## Directions for this task
Every line of the material is to be reproduced verbatim.

## Study material
┌──

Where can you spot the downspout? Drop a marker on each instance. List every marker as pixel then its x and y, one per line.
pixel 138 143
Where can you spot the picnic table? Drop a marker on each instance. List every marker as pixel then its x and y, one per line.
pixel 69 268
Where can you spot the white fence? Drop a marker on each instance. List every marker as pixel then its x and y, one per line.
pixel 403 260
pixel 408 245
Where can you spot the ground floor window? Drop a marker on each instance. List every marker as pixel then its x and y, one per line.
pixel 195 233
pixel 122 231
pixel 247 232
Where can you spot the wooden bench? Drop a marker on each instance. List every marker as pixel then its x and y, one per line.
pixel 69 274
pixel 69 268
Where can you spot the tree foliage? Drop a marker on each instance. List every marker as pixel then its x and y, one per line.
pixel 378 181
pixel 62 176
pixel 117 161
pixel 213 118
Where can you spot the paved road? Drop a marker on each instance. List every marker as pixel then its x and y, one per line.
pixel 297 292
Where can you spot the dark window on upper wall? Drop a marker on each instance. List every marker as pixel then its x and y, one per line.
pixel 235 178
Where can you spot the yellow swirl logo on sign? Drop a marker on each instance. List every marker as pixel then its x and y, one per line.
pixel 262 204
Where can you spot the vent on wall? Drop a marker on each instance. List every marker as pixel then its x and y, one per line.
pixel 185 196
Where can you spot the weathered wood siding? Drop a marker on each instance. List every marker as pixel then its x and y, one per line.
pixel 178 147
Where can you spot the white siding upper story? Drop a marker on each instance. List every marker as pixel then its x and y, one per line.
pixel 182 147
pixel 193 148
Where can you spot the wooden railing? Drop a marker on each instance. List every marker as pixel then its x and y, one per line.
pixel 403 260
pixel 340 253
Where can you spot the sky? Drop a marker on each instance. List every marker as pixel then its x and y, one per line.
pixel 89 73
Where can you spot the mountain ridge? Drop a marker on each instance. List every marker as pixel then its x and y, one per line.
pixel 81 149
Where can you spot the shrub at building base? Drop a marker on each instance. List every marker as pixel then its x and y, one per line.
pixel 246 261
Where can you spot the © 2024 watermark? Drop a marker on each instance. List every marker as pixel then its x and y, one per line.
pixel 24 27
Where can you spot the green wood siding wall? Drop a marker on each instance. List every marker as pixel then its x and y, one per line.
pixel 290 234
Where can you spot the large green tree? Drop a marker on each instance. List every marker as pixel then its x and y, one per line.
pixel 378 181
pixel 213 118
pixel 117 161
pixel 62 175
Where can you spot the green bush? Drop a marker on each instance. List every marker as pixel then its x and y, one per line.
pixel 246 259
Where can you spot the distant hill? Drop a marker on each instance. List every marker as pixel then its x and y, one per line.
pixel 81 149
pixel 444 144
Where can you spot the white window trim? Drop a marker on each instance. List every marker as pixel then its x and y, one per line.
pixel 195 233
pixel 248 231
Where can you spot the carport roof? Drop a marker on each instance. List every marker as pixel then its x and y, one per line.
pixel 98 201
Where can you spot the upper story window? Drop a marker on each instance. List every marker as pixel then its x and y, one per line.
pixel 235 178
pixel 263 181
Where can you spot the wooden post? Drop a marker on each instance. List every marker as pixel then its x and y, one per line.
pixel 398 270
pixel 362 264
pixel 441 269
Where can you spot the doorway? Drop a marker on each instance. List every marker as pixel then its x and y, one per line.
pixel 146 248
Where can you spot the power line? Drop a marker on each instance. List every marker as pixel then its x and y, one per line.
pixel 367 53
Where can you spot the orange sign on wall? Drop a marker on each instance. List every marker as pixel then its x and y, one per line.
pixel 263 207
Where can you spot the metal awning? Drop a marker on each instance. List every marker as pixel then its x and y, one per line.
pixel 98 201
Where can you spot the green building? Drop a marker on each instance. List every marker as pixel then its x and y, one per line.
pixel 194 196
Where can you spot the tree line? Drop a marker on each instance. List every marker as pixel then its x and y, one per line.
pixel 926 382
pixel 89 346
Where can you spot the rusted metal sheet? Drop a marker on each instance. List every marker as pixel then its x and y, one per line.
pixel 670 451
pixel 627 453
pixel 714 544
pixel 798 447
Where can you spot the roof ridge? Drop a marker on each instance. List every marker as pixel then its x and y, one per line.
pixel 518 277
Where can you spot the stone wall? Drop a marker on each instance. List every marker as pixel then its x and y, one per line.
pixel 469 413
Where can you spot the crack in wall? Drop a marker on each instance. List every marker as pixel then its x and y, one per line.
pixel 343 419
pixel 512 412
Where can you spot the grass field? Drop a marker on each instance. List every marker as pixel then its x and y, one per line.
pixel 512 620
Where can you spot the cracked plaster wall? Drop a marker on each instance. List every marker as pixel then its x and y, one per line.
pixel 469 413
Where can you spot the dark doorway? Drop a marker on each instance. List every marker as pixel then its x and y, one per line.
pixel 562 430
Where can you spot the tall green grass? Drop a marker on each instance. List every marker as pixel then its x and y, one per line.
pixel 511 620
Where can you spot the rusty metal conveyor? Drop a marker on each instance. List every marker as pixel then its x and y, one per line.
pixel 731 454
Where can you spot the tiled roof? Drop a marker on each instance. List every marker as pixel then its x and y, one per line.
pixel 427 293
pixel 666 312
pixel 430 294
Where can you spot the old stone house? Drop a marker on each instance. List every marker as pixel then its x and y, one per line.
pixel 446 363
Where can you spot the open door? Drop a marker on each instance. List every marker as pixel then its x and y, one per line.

└──

## Result for this task
Where can you spot the downspout? Drop a marker on each instance. List every marker as pixel then its x and y, one per line.
pixel 138 143
Where can you spot the picnic table? Drop a marker on each instance. List every marker as pixel then its x and y, one per line.
pixel 69 268
Where can you spot the white fence? Drop a marker on each instance. List every marker as pixel then its x and y, one per line.
pixel 403 260
pixel 408 245
Where can you spot the ground floor window? Drop a marker on each instance. List every marker as pixel then its x and y, one per line.
pixel 195 233
pixel 122 231
pixel 247 232
Where can you spot the wooden bench? Drop a marker on each instance. List every marker as pixel then its x and y, one per line.
pixel 69 274
pixel 69 268
Where can you spot the tree foliage? Drop a marker on each instance. List every marker as pixel then its x and y, one per line.
pixel 378 181
pixel 62 176
pixel 117 161
pixel 213 118
Where can you spot the paved road? Drop a marker on each instance. List every marker as pixel then its x and y, one per line.
pixel 297 292
Where can you spot the dark window on upper wall? Drop a marker on each instance. List every marker as pixel then its x and y, one per line.
pixel 235 178
Where can you spot the yellow swirl logo on sign? Drop a marker on each instance. List every marker as pixel then its x and y, one per line.
pixel 262 204
Where can you spot the vent on wall? Drop a marker on each instance. List every marker as pixel then its x and y, one per line.
pixel 185 196
Where can you spot the weathered wood siding? Drop a marker on each instance. List every marker as pixel then its x and y, one per line.
pixel 178 147
Where can you spot the white siding upper story? Drop a marker on each instance. List every marker as pixel then its x and y, one per line.
pixel 182 147
pixel 193 148
Where can you spot the wooden railing? Drop a marker on each instance. List every marker as pixel then its x and y, one per line.
pixel 403 260
pixel 340 253
Where can you spot the sky? Drop a marker on each instance. List every marker as pixel then its x and y, one per line.
pixel 89 73
Where can you spot the mountain ridge? Drop a marker on each instance. List every marker as pixel then its x and y, one per line.
pixel 81 149
Where can you spot the shrub at building base? Drop a marker on each instance. List every marker as pixel then its x and y, one per line.
pixel 246 261
Where can you spot the © 2024 watermark? Drop a marker on each instance. List every marker as pixel then its x and y, one per line.
pixel 24 27
Where can you spot the green wood siding wall? Drop a marker on each instance. List every marker as pixel then its x and y, one per line.
pixel 290 234
Where can you spot the large green tree? Drop a marker on each instance. List every marker as pixel then its x and y, one per line.
pixel 378 181
pixel 213 118
pixel 117 161
pixel 62 175
Where can you spot the green bush? Drop a marker on each instance. List every marker as pixel then its x and y, one per line.
pixel 246 259
Where can you spot the distant hill? Drop a marker on each instance. List every marker as pixel then its x and y, one per line.
pixel 81 149
pixel 444 144
Where can you spot the white window trim? Drop a marker on each instance. List every marker as pixel then its x and y, one per line.
pixel 195 233
pixel 248 231
Where can you spot the carport roof? Drop a marker on each instance. List every marker as pixel then its x and y, one per line.
pixel 98 201
Where can you spot the upper story window? Drop a marker on each instance. List every marker as pixel then its x and y, one per line.
pixel 235 178
pixel 263 181
Where can you spot the wooden post? Drop a marker on each instance. List every marker as pixel then its x and y, one per line.
pixel 398 270
pixel 362 264
pixel 441 269
Where can you spot the doorway? Drop a marker on each instance. List every marker as pixel then its x and y, one per line.
pixel 146 248
Where can you spot the power line? Drop a marker on each instance. List every marker as pixel then its x and y, one per line.
pixel 367 53
Where can you spot the orange sign on wall? Drop a marker on each instance. List every marker as pixel then its x and y, one per line.
pixel 263 207
Where can you spot the metal awning? Drop a marker on each instance. List every marker as pixel then its x and y, one per line.
pixel 98 201
Where can you spot the green building? Drop a marker on each instance. List every marker as pixel then its x and y, one per line.
pixel 194 196
Where can you spot the tree line? Drop a marker on each instance. List every marker as pixel then its x and y, one per line.
pixel 926 382
pixel 89 346
Where can you spot the rusted metal sheet? Drop a marker on each instance. List every marker as pixel then its x and y, one per line.
pixel 670 451
pixel 627 453
pixel 714 544
pixel 798 447
Where can you spot the roof ridge? Drop a marker on each instance. List every marker as pixel then its x and y, one per line.
pixel 518 277
Where can you spot the stone wall? Drop a marker on each instance. List every marker as pixel then its x and y, one per line.
pixel 469 413
Where can you spot the crack in wall? Drop a marker on each instance. List every marker as pixel then its x and y, one per line.
pixel 343 419
pixel 512 412
Where can you spot the grass field? Drop a marker on each instance. List every marker as pixel then its x and y, one per line.
pixel 512 620
Where can you spot the cracked plaster wall? Drop a marker on each instance. List every marker as pixel then its x and y, one per line.
pixel 469 413
Where can you spot the dark doorway? Drop a marker on each instance. List every marker as pixel then its x and y, one per line.
pixel 562 430
Where can you spot the tall green grass? Drop a marker on each instance. List every marker as pixel then its x and y, one per line.
pixel 511 620
Where can you spot the rusty metal conveyor? Drop a marker on each instance. List every marker as pixel then its x and y, one per line.
pixel 731 454
Where can you spot the tiled roof? Drop a marker on each instance. List every marker as pixel then its x and y, one per line.
pixel 427 293
pixel 666 312
pixel 430 294
Where can you spot the old stone house? Drop a marker on each instance. List every marker as pixel then its x and y, one per line.
pixel 446 363
Where can you spot the open door? Drop a marker on each instance. List every marker as pixel then its x and y, one per line.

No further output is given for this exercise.